### Supplied records
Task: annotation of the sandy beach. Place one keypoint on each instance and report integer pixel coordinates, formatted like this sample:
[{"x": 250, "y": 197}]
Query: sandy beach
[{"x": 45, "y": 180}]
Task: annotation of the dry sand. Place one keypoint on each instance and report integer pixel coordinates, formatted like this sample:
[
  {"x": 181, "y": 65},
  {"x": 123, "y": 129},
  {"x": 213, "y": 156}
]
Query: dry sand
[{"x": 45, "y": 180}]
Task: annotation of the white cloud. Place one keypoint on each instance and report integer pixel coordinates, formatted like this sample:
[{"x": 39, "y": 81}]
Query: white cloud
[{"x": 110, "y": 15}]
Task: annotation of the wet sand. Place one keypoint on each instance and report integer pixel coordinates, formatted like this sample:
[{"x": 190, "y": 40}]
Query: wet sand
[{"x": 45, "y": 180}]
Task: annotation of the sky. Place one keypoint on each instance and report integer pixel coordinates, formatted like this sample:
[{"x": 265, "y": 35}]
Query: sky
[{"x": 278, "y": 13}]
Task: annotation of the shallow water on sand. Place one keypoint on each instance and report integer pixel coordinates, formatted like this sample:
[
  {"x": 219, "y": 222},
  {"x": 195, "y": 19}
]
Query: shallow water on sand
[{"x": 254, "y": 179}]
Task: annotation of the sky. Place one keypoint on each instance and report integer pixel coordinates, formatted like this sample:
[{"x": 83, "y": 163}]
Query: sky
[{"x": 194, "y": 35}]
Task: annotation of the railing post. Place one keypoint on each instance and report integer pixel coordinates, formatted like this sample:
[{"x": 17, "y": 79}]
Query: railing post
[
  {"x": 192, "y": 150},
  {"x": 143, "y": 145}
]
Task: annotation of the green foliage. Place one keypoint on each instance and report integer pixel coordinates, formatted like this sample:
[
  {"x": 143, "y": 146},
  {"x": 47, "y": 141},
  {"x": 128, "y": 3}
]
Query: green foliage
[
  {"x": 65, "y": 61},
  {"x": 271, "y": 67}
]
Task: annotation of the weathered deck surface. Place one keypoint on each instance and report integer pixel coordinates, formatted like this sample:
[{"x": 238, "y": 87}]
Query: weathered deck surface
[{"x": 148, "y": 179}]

### Description of the task
Please extract exactly, and only, the lines from the line containing "Task: annotation of the railing" through the last line of the records.

### Response to the exercise
Task: annotation of the railing post. Place one keypoint on each instance and report integer pixel coordinates, formatted like this sample:
[{"x": 17, "y": 79}]
Query: railing post
[
  {"x": 192, "y": 150},
  {"x": 143, "y": 145}
]
Task: annotation of the green foliage. Place one keypoint on each instance and report integer pixel coordinates, formatted like this sample:
[
  {"x": 143, "y": 146},
  {"x": 47, "y": 141},
  {"x": 128, "y": 3}
]
Query: green foliage
[
  {"x": 65, "y": 61},
  {"x": 271, "y": 67}
]
Task: annotation of the weathered deck surface. Place one keypoint on each instance and report integer pixel coordinates, formatted like this sample:
[{"x": 238, "y": 87}]
Query: weathered deck surface
[{"x": 148, "y": 179}]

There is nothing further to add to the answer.